Labeled region records

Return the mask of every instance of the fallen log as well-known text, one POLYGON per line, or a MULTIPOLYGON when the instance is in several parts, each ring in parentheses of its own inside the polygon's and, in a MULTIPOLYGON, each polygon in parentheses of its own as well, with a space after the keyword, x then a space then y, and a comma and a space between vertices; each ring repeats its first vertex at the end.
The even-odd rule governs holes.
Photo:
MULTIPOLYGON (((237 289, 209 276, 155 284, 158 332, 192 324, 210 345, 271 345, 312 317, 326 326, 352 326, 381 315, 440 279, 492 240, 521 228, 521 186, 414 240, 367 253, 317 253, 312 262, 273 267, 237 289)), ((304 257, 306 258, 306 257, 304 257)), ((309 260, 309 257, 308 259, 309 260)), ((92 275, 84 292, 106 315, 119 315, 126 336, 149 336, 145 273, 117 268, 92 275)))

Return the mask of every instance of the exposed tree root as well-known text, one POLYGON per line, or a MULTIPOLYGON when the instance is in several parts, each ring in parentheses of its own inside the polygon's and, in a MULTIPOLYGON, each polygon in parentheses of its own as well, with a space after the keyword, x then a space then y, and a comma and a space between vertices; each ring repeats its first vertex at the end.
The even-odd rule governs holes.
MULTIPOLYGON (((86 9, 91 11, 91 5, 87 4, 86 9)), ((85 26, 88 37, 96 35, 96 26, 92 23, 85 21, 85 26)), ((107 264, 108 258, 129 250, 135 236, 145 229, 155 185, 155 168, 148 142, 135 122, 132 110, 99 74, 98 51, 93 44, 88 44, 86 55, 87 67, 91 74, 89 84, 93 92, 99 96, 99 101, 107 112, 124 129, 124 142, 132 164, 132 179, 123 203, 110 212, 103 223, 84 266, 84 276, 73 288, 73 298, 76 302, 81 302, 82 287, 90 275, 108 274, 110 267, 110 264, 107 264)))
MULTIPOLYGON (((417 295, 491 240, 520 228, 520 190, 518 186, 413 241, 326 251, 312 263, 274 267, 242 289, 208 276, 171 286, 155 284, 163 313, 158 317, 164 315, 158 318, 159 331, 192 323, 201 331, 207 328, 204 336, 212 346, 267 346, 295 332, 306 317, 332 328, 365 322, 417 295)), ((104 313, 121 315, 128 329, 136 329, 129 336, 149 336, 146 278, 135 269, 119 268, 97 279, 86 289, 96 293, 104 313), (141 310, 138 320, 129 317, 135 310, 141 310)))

* **WHAT IS NEEDED**
Please reproduce the lines from the start through the line containing "MULTIPOLYGON (((237 289, 209", both ends included, and nothing else.

* **THE RESULT**
Return the mask of every instance of the fallen log as well-known text, one POLYGON per line, or a MULTIPOLYGON when the instance is in several parts, each ring in parentheses of its own inside the polygon's and, in a MULTIPOLYGON, each polygon in parentheses of its own as well, with a space after the keyword, x then a space then y, and a comma and a space between vertices; each ring repeats its first vertex at the end.
The even-odd rule governs holes.
Photo:
MULTIPOLYGON (((237 289, 209 276, 155 284, 158 332, 192 324, 210 345, 271 345, 312 317, 326 326, 352 326, 381 315, 440 279, 492 240, 521 228, 521 186, 414 240, 367 253, 317 253, 312 262, 273 267, 237 289)), ((304 257, 306 258, 306 257, 304 257)), ((309 260, 309 257, 308 259, 309 260)), ((92 275, 84 292, 106 315, 119 315, 126 336, 149 336, 145 273, 117 268, 92 275)))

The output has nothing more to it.